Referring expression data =
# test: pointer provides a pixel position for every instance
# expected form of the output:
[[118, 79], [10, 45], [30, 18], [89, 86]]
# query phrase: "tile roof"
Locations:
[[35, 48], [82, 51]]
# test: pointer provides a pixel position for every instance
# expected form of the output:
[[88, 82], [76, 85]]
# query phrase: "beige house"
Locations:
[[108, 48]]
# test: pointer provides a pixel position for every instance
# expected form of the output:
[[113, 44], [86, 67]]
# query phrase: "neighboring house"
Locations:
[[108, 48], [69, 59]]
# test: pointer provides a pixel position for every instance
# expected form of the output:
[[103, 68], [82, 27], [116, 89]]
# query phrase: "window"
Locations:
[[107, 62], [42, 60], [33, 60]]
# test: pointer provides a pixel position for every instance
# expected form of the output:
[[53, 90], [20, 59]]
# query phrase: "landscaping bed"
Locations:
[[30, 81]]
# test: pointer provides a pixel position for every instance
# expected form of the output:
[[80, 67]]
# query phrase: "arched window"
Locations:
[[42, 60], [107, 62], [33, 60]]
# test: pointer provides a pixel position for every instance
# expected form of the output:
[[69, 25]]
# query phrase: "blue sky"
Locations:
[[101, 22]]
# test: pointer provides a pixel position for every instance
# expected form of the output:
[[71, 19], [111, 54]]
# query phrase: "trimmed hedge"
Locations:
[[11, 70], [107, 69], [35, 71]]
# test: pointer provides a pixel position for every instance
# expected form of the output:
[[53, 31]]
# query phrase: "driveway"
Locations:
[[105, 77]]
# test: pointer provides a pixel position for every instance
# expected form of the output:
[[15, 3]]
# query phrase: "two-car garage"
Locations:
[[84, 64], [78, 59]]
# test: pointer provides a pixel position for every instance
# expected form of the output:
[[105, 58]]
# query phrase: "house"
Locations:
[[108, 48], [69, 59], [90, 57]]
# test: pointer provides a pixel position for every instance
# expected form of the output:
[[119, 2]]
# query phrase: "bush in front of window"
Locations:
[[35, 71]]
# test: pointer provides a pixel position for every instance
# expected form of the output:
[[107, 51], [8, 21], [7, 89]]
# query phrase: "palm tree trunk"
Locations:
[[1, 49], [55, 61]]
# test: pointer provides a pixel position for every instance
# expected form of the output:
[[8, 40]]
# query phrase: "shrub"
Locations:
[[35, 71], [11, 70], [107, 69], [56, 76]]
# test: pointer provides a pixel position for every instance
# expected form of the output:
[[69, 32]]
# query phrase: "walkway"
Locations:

Aim of the exercise = Provide the number of lines in the preceding entries that include the string "window", with no other words.

Completed exercise = 3